Odissea Whirlpool: chiusura stabilimento Napoli entro ottobre

La multinazionale statunitense annuncia la chiusura dello stabilimento di Napoli per il 31 ottobre

Un anno e mezzo da quella “X” rossa

Chiusura stabilimento Napoli ottobre, entro domani 31: tutto ha inizio 18 mesi fa, il 31 Maggio del 2019. La Whirlpool dichiara di voler chiudere lo stabilimento di Via Argine, nel cuore industriale di Napoli. Lo annuncia a 420 lavoratori diretti, senza contare l’indotto che ammonterebbe a circa altri 600 lavoratori, per un totale di quasi 1000 famiglie, con una slide con su una “X” rossa. Da quel momento le lavoratrici e i lavoratori dello stabilimento, non hanno mai smesso di lottare. Le motivazioni della multinazionale produttrice di elettrodomestici, sono da addurre ad una presunta inefficienza del sito produttivo e ad una contrazione del mercato delle lavatrici prodotte nel sito di Napoli.

○ ○ ○ ○ ○ ○ ○

> Compiti da svolgere:
a – Trascrivi senza modifiche il brano del testo sulla Whirlpool da "Chiusura stabilimento Napoli ottobre, entro" fino a "sito di Napoli." compreso.
b – Rispondi a queste domande sul testo sulla Whirlpool:
(i) In quale data la Whirlpool ha dichiarato di voler chiudere lo stabilimento di Napoli?
(ii) In quale via si trova lo stabilimento?
(iii) Quanti sono i lavoratori diretti a cui è stata annunciata la chiusura?
c – Indica se ciascuna affermazione concorda con il testo sulla Whirlpool e cita le parole che lo stabiliscono:
(i) L'indotto conta circa 600 lavoratori.
(ii) La Whirlpool è una multinazionale tedesca.
(iii) Nello stabilimento di Napoli si producono frigoriferi.

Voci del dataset
○ ○ ○ ○ ○ ○ ○

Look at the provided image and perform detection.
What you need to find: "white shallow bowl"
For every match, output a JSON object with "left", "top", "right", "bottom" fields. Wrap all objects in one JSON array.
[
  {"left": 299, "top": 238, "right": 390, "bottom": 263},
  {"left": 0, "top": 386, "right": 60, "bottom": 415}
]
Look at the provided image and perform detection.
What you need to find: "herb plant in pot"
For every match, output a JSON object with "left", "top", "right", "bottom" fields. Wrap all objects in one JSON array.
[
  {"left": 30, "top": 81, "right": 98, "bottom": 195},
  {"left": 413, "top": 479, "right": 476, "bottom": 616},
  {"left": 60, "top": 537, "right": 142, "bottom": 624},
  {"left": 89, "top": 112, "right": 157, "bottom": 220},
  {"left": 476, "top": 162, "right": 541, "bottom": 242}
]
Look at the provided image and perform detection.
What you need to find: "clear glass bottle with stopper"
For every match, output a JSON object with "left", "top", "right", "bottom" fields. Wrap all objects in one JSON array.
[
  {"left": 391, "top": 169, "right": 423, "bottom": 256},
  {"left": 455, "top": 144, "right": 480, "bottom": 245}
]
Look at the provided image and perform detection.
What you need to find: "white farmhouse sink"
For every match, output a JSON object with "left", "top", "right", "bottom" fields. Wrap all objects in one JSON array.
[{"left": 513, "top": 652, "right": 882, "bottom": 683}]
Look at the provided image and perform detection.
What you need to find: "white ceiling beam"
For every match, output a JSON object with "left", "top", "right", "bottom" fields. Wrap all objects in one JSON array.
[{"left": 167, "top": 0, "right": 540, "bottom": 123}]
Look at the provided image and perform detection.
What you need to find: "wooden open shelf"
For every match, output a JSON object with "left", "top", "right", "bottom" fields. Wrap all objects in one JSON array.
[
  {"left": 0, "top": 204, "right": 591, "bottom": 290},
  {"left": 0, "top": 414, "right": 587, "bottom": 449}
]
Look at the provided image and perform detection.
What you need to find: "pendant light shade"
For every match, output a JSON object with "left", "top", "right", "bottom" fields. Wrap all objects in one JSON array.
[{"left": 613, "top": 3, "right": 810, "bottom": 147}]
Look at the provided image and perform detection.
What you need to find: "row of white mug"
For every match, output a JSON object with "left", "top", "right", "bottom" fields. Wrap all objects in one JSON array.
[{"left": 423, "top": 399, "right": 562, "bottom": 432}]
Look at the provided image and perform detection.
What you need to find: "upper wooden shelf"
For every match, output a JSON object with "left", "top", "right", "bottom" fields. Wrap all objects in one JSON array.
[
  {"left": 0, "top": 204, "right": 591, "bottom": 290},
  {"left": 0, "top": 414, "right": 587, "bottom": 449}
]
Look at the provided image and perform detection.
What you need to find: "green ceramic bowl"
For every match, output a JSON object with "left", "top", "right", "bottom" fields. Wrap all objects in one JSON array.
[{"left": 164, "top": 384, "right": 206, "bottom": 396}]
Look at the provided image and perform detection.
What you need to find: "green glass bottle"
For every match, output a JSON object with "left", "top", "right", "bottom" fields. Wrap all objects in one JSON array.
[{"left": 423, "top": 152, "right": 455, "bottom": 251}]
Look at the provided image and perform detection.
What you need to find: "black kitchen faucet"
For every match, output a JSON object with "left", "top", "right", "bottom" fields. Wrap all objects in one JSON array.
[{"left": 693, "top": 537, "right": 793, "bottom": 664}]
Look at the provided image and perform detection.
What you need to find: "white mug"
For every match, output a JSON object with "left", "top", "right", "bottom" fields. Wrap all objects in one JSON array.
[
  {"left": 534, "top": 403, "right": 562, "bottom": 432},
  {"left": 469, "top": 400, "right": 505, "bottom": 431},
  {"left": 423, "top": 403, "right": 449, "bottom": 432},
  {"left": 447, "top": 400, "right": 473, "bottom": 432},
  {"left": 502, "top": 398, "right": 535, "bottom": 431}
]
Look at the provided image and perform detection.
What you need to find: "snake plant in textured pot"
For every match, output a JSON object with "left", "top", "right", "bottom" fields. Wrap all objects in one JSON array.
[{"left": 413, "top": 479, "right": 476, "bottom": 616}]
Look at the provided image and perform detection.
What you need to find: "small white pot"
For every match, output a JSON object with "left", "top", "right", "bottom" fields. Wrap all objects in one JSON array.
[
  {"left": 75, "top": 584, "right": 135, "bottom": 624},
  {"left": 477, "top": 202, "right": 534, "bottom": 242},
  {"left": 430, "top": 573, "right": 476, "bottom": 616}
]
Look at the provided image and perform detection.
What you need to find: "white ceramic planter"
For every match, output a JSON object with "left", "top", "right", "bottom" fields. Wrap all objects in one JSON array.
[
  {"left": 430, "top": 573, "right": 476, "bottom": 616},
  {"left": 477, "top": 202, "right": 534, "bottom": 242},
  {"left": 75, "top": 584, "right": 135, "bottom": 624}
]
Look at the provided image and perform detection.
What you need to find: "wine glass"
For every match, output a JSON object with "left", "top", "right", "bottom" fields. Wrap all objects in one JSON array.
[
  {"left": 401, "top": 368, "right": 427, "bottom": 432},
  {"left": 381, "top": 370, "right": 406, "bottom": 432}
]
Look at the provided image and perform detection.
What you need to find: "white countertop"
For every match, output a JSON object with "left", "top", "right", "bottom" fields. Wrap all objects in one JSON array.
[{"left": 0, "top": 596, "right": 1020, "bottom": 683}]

○ ○ ○ ○ ○ ○ ○

> Risposte per compito:
a –
Chiusura stabilimento Napoli ottobre, entro domani 31: tutto ha inizio 18 mesi fa, il 31 Maggio del 2019. La Whirlpool dichiara di voler chiudere lo stabilimento di Via Argine, nel cuore industriale di Napoli. Lo annuncia a 420 lavoratori diretti, senza contare l’indotto che ammonterebbe a circa altri 600 lavoratori, per un totale di quasi 1000 famiglie, con una slide con su una “X” rossa. Da quel momento le lavoratrici e i lavoratori dello stabilimento, non hanno mai smesso di lottare. Le motivazioni della multinazionale produttrice di elettrodomestici, sono da addurre ad una presunta inefficienza del sito produttivo e ad una contrazione del mercato delle lavatrici prodotte nel sito di Napoli.

b –
(i) Il 31 maggio 2019.
(ii) In Via Argine.
(iii) 420.

c –
(i) Sì: "senza contare l’indotto che ammonterebbe a circa altri 600 lavoratori".
(ii) No: "La multinazionale statunitense".
(iii) No: "una contrazione del mercato delle lavatrici prodotte nel sito di Napoli".